- REQUIRED WORK
Identify each line in the items below that contains the word "eave", and copy every such line in full.

- RECORDS FOR THE TASK
※ ※ ※
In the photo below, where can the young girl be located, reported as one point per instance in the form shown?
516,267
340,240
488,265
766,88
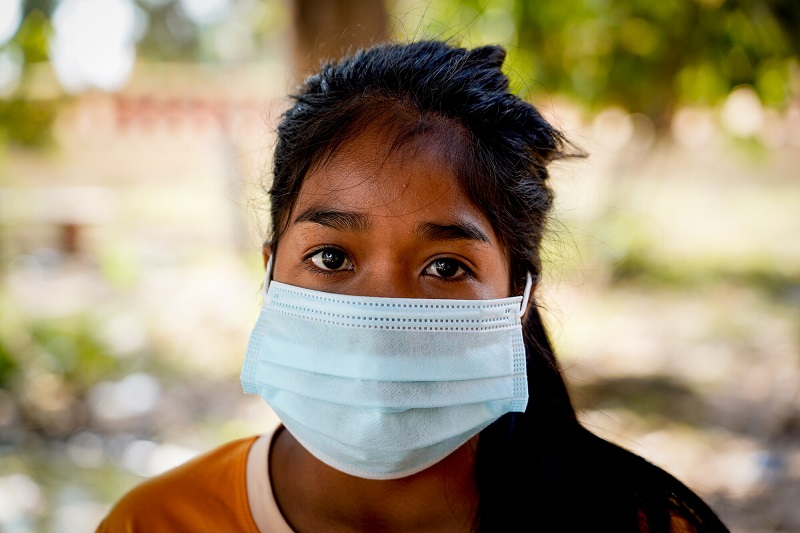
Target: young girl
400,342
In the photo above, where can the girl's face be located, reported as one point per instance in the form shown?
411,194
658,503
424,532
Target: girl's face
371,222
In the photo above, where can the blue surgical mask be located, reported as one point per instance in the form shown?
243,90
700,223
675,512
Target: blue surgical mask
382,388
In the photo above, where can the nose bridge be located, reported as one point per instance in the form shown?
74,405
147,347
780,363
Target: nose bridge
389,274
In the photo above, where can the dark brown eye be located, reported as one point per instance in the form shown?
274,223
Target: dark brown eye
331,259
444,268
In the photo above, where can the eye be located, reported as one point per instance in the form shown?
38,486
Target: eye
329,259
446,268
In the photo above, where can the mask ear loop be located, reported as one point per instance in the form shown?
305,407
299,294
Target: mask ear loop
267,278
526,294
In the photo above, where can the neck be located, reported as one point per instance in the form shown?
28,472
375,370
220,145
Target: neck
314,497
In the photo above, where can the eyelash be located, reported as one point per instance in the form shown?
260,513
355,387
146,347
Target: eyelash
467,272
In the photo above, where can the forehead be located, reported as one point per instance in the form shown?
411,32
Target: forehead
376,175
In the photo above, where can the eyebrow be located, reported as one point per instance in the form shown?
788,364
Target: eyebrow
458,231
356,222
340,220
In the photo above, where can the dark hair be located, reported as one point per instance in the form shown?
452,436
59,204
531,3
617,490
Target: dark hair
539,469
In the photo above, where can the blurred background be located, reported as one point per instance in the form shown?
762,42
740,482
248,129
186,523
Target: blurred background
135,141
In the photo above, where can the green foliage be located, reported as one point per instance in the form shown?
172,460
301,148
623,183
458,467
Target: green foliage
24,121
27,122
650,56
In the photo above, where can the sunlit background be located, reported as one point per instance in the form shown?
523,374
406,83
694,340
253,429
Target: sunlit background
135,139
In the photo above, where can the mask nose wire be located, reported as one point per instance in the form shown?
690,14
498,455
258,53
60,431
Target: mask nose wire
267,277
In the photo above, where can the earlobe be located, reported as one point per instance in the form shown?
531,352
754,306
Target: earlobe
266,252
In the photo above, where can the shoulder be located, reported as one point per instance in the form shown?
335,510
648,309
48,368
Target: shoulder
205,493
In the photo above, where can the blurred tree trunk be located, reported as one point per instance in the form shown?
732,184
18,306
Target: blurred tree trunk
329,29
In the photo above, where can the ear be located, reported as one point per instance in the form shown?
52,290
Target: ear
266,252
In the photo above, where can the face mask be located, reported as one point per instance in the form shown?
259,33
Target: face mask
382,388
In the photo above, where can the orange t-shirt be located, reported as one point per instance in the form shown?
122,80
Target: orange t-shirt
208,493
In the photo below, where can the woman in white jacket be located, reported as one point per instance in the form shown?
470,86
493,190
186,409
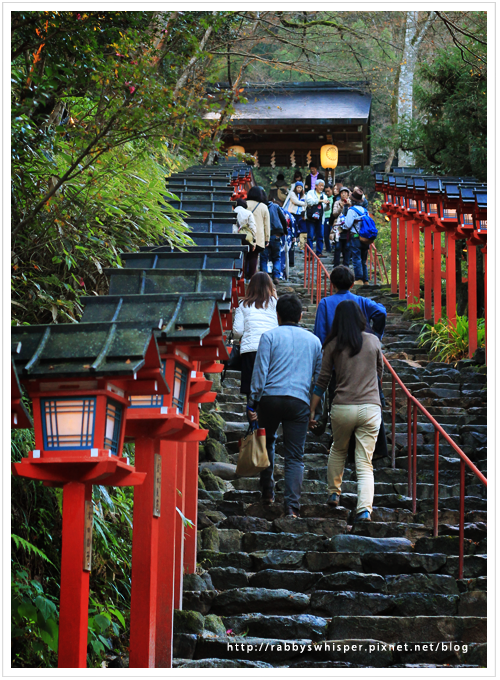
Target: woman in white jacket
※ ※ ※
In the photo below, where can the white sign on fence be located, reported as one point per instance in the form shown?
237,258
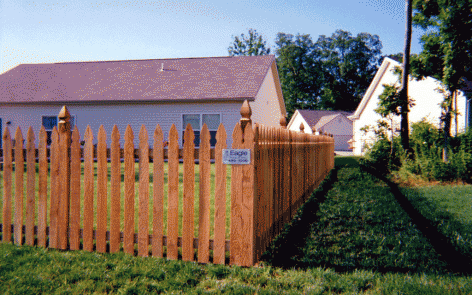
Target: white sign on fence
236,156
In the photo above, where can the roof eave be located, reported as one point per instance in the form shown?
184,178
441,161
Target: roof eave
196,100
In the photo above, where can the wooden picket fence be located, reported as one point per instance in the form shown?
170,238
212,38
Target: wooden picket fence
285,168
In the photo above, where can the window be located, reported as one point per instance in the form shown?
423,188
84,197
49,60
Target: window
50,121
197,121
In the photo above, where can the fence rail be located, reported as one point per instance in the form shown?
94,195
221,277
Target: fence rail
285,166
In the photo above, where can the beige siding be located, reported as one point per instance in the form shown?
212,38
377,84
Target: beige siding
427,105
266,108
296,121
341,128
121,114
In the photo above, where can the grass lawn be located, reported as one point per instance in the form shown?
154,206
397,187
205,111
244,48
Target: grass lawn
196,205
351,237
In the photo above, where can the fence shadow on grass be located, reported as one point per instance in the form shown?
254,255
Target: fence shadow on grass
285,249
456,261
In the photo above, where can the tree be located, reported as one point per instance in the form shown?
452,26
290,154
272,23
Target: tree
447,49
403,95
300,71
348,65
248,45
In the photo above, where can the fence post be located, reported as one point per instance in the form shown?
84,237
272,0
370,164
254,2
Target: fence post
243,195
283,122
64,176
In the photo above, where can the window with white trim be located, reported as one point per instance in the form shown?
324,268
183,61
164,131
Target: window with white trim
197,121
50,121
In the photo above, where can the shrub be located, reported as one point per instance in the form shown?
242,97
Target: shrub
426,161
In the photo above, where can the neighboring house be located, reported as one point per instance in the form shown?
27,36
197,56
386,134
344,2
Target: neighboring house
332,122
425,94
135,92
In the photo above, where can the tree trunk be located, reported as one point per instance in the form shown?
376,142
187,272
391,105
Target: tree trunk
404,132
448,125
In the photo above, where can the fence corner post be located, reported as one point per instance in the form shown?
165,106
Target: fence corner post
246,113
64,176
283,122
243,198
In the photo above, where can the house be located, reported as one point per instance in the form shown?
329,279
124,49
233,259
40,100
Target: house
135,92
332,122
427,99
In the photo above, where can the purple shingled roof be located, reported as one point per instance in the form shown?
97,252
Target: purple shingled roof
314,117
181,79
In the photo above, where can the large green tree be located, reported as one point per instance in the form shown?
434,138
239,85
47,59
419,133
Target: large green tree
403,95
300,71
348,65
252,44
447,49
※ ※ ※
- SOLUTION TO THIS PROBLEM
In the photo above, where can the roof eave be located, reported as one point per instance in the form shown?
Target: roof eave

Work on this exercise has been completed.